*Problem:*
Word for word, print all of the entries below.

*Information shown:*
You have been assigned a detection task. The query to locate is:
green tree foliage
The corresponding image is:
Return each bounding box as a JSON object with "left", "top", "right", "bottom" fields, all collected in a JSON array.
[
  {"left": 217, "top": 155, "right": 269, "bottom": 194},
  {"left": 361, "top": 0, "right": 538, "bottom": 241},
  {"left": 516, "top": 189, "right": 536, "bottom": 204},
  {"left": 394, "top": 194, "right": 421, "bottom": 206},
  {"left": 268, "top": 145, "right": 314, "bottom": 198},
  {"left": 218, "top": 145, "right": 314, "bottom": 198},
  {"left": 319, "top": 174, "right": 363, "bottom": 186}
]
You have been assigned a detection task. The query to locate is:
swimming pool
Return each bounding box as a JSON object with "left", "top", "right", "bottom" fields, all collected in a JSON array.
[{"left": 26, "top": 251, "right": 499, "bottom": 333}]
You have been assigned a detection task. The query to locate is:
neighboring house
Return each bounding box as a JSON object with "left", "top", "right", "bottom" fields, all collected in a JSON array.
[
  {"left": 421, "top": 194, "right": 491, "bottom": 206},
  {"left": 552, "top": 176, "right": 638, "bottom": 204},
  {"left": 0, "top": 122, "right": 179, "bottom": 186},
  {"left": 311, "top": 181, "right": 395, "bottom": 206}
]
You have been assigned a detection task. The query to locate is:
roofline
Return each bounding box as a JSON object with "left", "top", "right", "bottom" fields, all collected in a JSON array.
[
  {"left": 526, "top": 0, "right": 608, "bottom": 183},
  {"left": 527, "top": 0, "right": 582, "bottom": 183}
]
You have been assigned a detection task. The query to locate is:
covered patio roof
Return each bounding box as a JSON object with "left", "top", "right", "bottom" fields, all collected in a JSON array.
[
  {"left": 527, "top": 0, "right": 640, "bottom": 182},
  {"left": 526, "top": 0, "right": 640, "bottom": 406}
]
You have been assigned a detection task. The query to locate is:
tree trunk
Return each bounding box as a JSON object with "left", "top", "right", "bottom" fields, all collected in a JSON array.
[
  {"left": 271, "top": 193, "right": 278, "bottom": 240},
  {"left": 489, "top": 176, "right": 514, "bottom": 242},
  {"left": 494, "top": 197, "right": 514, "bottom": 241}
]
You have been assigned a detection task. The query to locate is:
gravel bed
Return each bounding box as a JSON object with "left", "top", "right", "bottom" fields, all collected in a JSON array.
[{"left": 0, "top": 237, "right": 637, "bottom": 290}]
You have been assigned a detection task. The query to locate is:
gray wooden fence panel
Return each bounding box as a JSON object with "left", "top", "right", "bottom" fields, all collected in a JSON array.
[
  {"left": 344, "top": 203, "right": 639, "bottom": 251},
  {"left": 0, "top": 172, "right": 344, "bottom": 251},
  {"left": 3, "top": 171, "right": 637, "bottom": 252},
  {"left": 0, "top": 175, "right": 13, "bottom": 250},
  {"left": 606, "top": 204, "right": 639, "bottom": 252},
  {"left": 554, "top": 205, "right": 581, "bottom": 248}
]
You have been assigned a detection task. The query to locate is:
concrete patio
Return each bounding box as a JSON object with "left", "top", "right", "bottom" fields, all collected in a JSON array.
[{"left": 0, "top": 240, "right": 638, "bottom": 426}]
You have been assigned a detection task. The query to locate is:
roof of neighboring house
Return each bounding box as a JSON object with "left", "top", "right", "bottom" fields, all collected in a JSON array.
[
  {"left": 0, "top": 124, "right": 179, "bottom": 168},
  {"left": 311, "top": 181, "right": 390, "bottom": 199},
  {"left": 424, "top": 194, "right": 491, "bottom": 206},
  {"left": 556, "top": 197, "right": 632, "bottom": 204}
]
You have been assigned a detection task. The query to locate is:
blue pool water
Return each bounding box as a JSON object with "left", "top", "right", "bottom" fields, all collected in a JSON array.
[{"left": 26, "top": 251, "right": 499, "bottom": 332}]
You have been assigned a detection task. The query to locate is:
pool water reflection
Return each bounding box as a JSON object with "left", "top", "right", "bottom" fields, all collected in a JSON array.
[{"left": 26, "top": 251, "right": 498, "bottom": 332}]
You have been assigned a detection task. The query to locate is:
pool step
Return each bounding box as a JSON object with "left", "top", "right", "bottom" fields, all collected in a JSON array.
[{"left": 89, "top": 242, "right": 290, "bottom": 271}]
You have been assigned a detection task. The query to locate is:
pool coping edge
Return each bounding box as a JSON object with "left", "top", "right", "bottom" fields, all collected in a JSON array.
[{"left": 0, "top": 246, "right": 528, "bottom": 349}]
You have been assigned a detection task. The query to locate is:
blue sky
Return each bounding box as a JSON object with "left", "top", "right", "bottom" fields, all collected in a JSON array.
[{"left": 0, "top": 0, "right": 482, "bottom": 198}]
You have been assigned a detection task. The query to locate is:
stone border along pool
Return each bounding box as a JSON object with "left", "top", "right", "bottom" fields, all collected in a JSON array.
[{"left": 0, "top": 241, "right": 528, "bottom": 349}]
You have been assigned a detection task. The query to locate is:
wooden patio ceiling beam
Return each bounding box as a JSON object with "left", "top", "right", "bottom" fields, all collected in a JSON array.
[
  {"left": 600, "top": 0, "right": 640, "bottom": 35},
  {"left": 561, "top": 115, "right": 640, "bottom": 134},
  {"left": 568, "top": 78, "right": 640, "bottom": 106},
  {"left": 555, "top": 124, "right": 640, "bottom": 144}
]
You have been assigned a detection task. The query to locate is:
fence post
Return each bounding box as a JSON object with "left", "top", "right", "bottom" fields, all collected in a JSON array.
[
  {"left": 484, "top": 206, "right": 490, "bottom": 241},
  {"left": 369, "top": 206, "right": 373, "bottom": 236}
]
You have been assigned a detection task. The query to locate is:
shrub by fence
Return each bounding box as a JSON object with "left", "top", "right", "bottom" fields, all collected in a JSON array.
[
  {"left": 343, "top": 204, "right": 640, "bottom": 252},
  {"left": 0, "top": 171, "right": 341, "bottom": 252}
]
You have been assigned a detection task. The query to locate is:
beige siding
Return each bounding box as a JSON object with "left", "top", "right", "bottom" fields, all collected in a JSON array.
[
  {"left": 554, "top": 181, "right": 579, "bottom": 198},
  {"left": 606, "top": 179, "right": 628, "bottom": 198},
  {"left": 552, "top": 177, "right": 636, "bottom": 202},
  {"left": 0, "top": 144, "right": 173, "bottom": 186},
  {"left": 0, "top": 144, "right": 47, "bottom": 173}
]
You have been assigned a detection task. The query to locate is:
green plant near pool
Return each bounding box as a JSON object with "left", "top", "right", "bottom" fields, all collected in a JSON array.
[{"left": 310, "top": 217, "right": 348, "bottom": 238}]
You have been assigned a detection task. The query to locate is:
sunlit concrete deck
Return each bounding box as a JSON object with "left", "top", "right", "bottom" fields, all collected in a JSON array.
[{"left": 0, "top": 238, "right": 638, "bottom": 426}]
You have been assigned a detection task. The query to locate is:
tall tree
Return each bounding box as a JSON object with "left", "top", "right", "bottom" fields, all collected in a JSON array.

*Answer below:*
You have been assigned a detection task. The query to locate is:
green tree foliage
The corresponding image is:
Return each bounding box as a JSON object with "left", "top", "right", "bottom" fields, all collected in a JSON array.
[
  {"left": 217, "top": 155, "right": 269, "bottom": 194},
  {"left": 361, "top": 0, "right": 538, "bottom": 241},
  {"left": 516, "top": 189, "right": 536, "bottom": 204},
  {"left": 394, "top": 194, "right": 421, "bottom": 206},
  {"left": 268, "top": 145, "right": 314, "bottom": 198},
  {"left": 218, "top": 145, "right": 314, "bottom": 198},
  {"left": 319, "top": 174, "right": 363, "bottom": 186}
]
You have been assigned a detection task. The query to locate is:
swimming pool
Return each bounding box as a JSON object with "left", "top", "right", "bottom" fields, all collected in a JSON array.
[{"left": 26, "top": 251, "right": 499, "bottom": 333}]
You have been assigned a detection task. The query to locate is:
neighboring house
Return each bounding box as a JSON object with "left", "top", "right", "bottom" fields, all collected in a JSON array.
[
  {"left": 421, "top": 194, "right": 491, "bottom": 206},
  {"left": 552, "top": 176, "right": 638, "bottom": 204},
  {"left": 0, "top": 122, "right": 179, "bottom": 186},
  {"left": 311, "top": 181, "right": 395, "bottom": 206}
]
You have been assigned a detection task. The query to locate is:
roofline
Return each bounding box as a JSON object with "left", "top", "right", "bottom" fields, all collected in a JSON array.
[
  {"left": 526, "top": 0, "right": 608, "bottom": 183},
  {"left": 527, "top": 0, "right": 582, "bottom": 183}
]
You have been assigned a detection task. The query to locate is:
covered patio roof
Return each bounding box as a JSON object with "left", "top", "right", "bottom" fields, all collected in a JSON array.
[
  {"left": 527, "top": 0, "right": 640, "bottom": 182},
  {"left": 526, "top": 0, "right": 640, "bottom": 406}
]
You have been assigned a detection task. The query to locate is:
tree trunk
Return each bounding box as a JSON object with "left", "top", "right", "bottom" fields, all collected in a JSON array.
[
  {"left": 271, "top": 193, "right": 278, "bottom": 240},
  {"left": 489, "top": 176, "right": 514, "bottom": 242},
  {"left": 494, "top": 197, "right": 514, "bottom": 241}
]
You have been assigned a detection task. The query to locate is:
gravel bed
Return each bounding box as a JSON object with "left", "top", "right", "bottom" fields, all collected in a JSON array.
[{"left": 0, "top": 237, "right": 637, "bottom": 290}]
You have been assigned a detection task. The query to locate is:
gray wooden fence panel
Return each bounding box as a JSON object with "left", "top", "right", "bottom" fields, all collected in a JSON array.
[
  {"left": 344, "top": 203, "right": 639, "bottom": 251},
  {"left": 0, "top": 172, "right": 344, "bottom": 251},
  {"left": 3, "top": 171, "right": 637, "bottom": 252},
  {"left": 0, "top": 175, "right": 13, "bottom": 250},
  {"left": 606, "top": 204, "right": 639, "bottom": 252},
  {"left": 554, "top": 205, "right": 581, "bottom": 248}
]
You have been assigned a detection task. The query to locate is:
concrete patio
Return each bounding box as a JSON object with "left", "top", "right", "bottom" fields, all collected in a JSON array.
[{"left": 0, "top": 240, "right": 638, "bottom": 426}]
You have been assigned a detection task. The query to locate is:
roof of neighboring house
Return each bounding box as a JSON object with "left", "top", "right", "bottom" fields, all collected in a JSON array.
[
  {"left": 0, "top": 124, "right": 179, "bottom": 168},
  {"left": 311, "top": 181, "right": 390, "bottom": 199},
  {"left": 424, "top": 194, "right": 491, "bottom": 206},
  {"left": 556, "top": 197, "right": 632, "bottom": 204}
]
You have been assigned a detection task. The query to locate is:
blue pool water
Return each bounding box as a JSON object with "left", "top", "right", "bottom" fields, all collected in a JSON array.
[{"left": 26, "top": 251, "right": 499, "bottom": 332}]
You have been assigned a detection task. The query to locate is:
pool water reflection
Return each bounding box as a JSON object with "left", "top", "right", "bottom" fields, all collected in a JSON array.
[{"left": 26, "top": 251, "right": 498, "bottom": 332}]
You have been assigned a detection task. The query to locate is:
pool step
Return each bounding box as a JSON object with "left", "top", "right", "bottom" fields, all collected in a JSON array.
[{"left": 89, "top": 242, "right": 290, "bottom": 271}]
You have been assigned a detection task. The query to locate is:
pool coping edge
Return each bounding box as a JSON object with "left", "top", "right", "bottom" fields, all collected in a JSON array.
[{"left": 0, "top": 246, "right": 528, "bottom": 349}]
You have been assigned a detection task. The query to locate is:
blue sky
Return each bounding box as a JSON object with "left", "top", "right", "bottom" fields, all collected in a JSON array.
[{"left": 0, "top": 0, "right": 482, "bottom": 198}]
You have been assigned a detection task. The query to locate is:
stone border along pool
Return each bounding box as a JSON object with "left", "top", "right", "bottom" fields, all collected in a JSON array.
[{"left": 0, "top": 241, "right": 528, "bottom": 349}]
You have been assigned a detection task. The query to locate is:
wooden patio ceiling beam
Return each bounding box as a JSON object with "left", "top", "right", "bottom" fields, all collected in a JSON array.
[
  {"left": 600, "top": 0, "right": 640, "bottom": 35},
  {"left": 561, "top": 115, "right": 640, "bottom": 134},
  {"left": 568, "top": 78, "right": 640, "bottom": 106},
  {"left": 555, "top": 124, "right": 640, "bottom": 144}
]
You have been assigned a detection task. The query to locate is:
fence post
Return each bounding box as a JSON object with "left", "top", "right", "bottom" fields, all collected in a JSON array.
[
  {"left": 484, "top": 206, "right": 490, "bottom": 241},
  {"left": 369, "top": 206, "right": 373, "bottom": 236}
]
You have been assigned a detection task. The query to locate is:
shrub by fence
Return each bounding box as a JSON object with "left", "top", "right", "bottom" fields, all collected in a JSON array.
[
  {"left": 343, "top": 204, "right": 640, "bottom": 252},
  {"left": 0, "top": 171, "right": 341, "bottom": 252}
]
You have been assigned a detection task. The query to locate is:
beige siding
Return each bounding box as a JSON object with "left", "top", "right", "bottom" fields, all collected in a JSON array.
[
  {"left": 554, "top": 181, "right": 579, "bottom": 198},
  {"left": 606, "top": 179, "right": 628, "bottom": 198},
  {"left": 552, "top": 177, "right": 636, "bottom": 202},
  {"left": 0, "top": 144, "right": 173, "bottom": 186},
  {"left": 0, "top": 144, "right": 47, "bottom": 173}
]
You have been assigned a detection task. The query to locate is:
green plant near pool
Return each bounding box as a JSON object with "left", "top", "right", "bottom" fields, all collected in a JSON array.
[{"left": 310, "top": 217, "right": 348, "bottom": 238}]
You have been assigned a detection task. The query to locate is:
sunlit concrete deck
Return each bounding box as a JSON object with "left", "top", "right", "bottom" fields, all collected in a JSON array.
[{"left": 0, "top": 238, "right": 638, "bottom": 426}]
You have been assigned a detection task. The query to locate is:
tall tree
Return each bounding box as a JSON object with "left", "top", "right", "bottom" fields, all collected in a JSON array.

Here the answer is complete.